• _Tarefas a realizar_:
• 1. Indique se cada afirmação concorda com o trecho sobre o colesterol: (a) o colesterol dissolve-se no sangue; (b) as gorduras não possuem campo elétrico; (c) na lipoproteína, o núcleo é formado por proteínas. Responda sim ou não a cada uma e cite as palavras do trecho que decidem a resposta.
• 2. Resuma em duas frases o trecho sobre o colesterol.
• 3. Reproduza do trecho sobre o colesterol a parte que começa com as palavras "O que acontece, no" e termina com "transporte no sangue.".

• _Trecho selecionado_:
»»

O que acontece, no entanto, é que, não sendo o colesterol «solúvel» no sangue (tal como as gorduras - lembremo-nos do caso do azeite - não se dissolvem na água), a molécula de gordura assim designada, para ser transportada pela corrente sanguínea, tem de ser combinada com proteínas, que a envolvem e a transportam. As proteínas são nutrientes que têm, no nosso organismo, uma função «construtiva» ou «plástica». A designação «lipoproteína» refere-se ao composto assim formado por um núcleo de colesterol e uma estrutura envolvente de teor proteíco. Essa combinação é exigida, mais especificamente, pelo facto de as gorduras não possuírem campo eléctrico, ao contrário do que acontece com o plasma sanguíneo, não podendo assim ser nele transportadas. A criação de uma estrutura envolvente que lhe traz essa polaridade possibilita o seu transporte no sangue.

««

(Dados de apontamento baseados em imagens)
»»

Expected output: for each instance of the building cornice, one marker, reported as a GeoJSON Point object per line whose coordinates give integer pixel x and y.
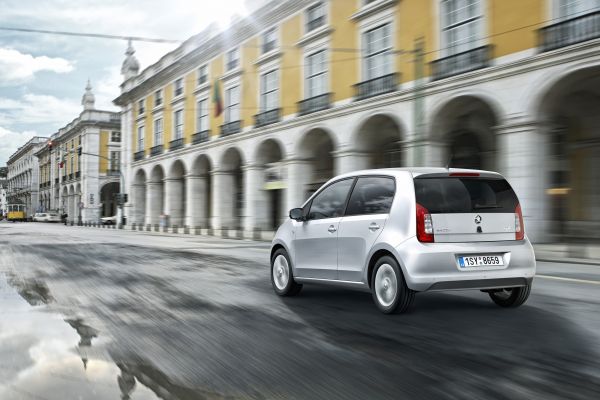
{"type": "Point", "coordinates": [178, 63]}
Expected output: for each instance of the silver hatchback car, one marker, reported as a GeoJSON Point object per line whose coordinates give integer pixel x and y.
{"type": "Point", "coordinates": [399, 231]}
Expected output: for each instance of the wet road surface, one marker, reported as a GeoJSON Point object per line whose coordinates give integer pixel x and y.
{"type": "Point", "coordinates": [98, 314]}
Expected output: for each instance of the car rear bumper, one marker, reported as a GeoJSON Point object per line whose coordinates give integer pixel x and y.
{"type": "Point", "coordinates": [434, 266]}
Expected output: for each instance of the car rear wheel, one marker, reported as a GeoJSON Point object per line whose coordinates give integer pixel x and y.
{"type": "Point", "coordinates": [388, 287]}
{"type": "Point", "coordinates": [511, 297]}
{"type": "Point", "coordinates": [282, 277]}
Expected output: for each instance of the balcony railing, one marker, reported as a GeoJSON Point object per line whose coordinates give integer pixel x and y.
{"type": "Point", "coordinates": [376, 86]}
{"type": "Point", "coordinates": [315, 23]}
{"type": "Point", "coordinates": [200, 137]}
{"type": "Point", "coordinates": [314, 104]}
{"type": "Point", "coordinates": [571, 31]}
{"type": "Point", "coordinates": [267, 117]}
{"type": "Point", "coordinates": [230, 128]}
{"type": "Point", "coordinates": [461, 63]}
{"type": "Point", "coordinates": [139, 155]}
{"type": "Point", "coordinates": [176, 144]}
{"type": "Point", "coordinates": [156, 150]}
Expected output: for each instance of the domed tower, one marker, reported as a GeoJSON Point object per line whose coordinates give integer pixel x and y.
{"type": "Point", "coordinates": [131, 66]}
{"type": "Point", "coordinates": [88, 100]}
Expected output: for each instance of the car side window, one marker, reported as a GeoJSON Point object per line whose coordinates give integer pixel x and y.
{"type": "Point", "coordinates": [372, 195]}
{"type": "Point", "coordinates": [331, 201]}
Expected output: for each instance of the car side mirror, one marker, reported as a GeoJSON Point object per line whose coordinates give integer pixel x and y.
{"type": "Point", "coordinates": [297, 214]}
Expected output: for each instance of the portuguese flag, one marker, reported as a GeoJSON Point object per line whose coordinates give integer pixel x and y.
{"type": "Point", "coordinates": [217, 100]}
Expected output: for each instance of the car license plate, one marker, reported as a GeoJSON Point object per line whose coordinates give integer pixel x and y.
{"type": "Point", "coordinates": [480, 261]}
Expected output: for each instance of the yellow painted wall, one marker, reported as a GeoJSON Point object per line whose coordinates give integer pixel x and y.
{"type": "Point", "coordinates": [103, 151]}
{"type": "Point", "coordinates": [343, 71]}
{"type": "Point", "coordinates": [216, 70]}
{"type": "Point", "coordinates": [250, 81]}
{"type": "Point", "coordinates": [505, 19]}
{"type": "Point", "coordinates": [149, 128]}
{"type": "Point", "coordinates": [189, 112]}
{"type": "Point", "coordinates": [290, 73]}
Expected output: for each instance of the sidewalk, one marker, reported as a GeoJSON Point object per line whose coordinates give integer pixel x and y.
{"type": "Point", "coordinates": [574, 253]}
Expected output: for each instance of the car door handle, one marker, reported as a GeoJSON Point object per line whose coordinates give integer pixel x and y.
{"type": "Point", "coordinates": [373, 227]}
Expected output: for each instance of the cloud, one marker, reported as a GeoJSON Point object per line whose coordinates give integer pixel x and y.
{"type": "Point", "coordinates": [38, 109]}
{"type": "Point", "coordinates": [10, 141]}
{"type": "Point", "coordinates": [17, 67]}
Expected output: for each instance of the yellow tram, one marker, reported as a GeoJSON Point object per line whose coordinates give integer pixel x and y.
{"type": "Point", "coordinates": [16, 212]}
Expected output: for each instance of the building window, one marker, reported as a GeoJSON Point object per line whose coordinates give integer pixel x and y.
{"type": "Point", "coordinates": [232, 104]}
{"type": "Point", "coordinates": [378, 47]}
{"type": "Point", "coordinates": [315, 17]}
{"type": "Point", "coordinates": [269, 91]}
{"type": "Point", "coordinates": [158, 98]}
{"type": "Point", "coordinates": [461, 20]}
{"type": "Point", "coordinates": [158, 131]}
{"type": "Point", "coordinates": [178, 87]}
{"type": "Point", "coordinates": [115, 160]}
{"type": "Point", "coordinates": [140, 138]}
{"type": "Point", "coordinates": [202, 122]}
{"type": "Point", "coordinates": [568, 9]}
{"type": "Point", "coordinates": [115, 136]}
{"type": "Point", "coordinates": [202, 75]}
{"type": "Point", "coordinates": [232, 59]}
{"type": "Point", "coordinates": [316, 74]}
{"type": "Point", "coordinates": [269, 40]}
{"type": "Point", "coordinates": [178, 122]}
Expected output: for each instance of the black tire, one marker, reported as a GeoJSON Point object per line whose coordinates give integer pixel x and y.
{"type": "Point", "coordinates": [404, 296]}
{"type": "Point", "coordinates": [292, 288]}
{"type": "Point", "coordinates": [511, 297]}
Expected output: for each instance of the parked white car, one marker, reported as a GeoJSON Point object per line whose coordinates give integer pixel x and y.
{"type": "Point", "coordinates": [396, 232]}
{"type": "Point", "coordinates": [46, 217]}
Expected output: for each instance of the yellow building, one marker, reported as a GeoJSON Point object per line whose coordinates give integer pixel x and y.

««

• _Respostas por tarefa_:
• 1.
(a) Não: "não sendo o colesterol «solúvel» no sangue".
(b) Sim: "as gorduras não possuírem campo eléctrico".
(c) Não: "um núcleo de colesterol e uma estrutura envolvente de teor proteíco".

• 2. Por não ser solúvel no sangue, o colesterol precisa de se combinar com proteínas que o envolvem e o transportam, formando uma lipoproteína com núcleo de colesterol e estrutura envolvente proteica. Essa estrutura dá à gordura, que não tem campo elétrico como o plasma, a polaridade que permite o seu transporte no sangue.

• 3.
O que acontece, no entanto, é que, não sendo o colesterol «solúvel» no sangue (tal como as gorduras - lembremo-nos do caso do azeite - não se dissolvem na água), a molécula de gordura assim designada, para ser transportada pela corrente sanguínea, tem de ser combinada com proteínas, que a envolvem e a transportam. As proteínas são nutrientes que têm, no nosso organismo, uma função «construtiva» ou «plástica». A designação «lipoproteína» refere-se ao composto assim formado por um núcleo de colesterol e uma estrutura envolvente de teor proteíco. Essa combinação é exigida, mais especificamente, pelo facto de as gorduras não possuírem campo eléctrico, ao contrário do que acontece com o plasma sanguíneo, não podendo assim ser nele transportadas. A criação de uma estrutura envolvente que lhe traz essa polaridade possibilita o seu transporte no sangue.